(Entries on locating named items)
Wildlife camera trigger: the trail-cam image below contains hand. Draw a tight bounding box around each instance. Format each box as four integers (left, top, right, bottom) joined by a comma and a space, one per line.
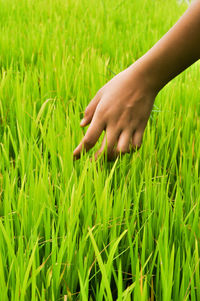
73, 64, 156, 160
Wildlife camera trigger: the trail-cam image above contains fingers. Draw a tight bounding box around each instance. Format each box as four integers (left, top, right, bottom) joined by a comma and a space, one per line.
73, 114, 105, 159
116, 129, 132, 155
95, 127, 120, 161
95, 128, 143, 161
80, 93, 100, 127
132, 129, 144, 149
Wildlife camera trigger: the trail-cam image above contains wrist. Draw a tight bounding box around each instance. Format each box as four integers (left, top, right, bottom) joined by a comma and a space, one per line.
130, 57, 167, 97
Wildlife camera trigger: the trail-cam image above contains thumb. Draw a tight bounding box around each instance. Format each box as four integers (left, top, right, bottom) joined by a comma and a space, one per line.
80, 93, 100, 127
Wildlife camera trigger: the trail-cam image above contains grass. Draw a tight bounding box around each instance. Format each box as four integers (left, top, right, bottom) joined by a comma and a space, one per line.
0, 0, 200, 301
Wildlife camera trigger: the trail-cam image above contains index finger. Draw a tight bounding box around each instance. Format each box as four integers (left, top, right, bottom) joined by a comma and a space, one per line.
73, 114, 105, 159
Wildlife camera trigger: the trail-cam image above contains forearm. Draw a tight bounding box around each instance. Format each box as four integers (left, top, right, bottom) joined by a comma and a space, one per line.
131, 1, 200, 92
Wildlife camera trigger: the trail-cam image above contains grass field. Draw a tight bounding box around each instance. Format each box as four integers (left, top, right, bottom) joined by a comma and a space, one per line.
0, 0, 200, 301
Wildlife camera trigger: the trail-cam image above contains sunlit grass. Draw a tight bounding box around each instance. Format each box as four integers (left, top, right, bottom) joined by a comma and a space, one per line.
0, 0, 200, 301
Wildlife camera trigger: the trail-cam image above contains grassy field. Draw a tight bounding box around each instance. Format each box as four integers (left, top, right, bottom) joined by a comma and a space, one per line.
0, 0, 200, 301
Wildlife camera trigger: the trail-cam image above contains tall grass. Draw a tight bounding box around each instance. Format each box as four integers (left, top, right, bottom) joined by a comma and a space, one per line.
0, 0, 200, 301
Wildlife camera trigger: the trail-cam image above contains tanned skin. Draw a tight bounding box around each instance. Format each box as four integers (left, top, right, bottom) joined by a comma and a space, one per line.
73, 0, 200, 160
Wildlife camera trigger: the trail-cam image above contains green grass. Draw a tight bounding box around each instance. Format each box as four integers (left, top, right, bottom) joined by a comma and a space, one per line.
0, 0, 200, 301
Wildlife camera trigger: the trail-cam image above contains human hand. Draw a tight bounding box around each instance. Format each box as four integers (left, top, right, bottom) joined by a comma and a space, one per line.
73, 64, 156, 160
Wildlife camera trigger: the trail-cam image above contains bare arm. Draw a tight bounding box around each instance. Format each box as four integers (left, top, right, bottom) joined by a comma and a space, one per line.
73, 1, 200, 160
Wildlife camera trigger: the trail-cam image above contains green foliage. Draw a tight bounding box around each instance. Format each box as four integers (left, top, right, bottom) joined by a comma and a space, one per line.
0, 0, 200, 301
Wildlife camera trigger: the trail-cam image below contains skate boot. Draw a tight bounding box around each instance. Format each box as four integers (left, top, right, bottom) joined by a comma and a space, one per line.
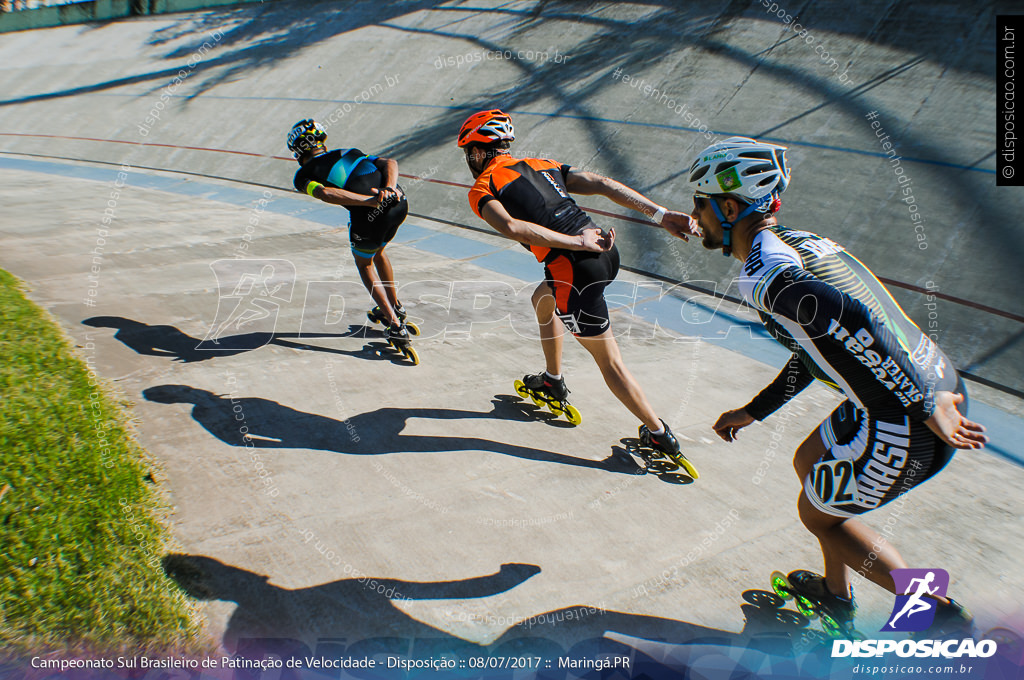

◆ **INSTRUCTION**
Rewrite every line in full, starting at the line that contains "above contains human" and stopping after the line that contains "73, 1, 200, 160". Move each bounding-box coordinate in the answers by -34.

◆ **WRITTEN RESPONSE**
Wildlife camera trigger: the trail-cam image above contains human hand. Draw a tight bounding box around each instance. Format each box as four integers (left, top, right, bottom) joined by a comma and a space, one per line.
39, 30, 122, 126
Wildlife camera trigger: the trail-cam image above contains bare arm. Draw a tight bounding box around each instance. Format each box as four integers (left, top, right, bottom) joined by a comma and a space, one per line.
39, -33, 166, 126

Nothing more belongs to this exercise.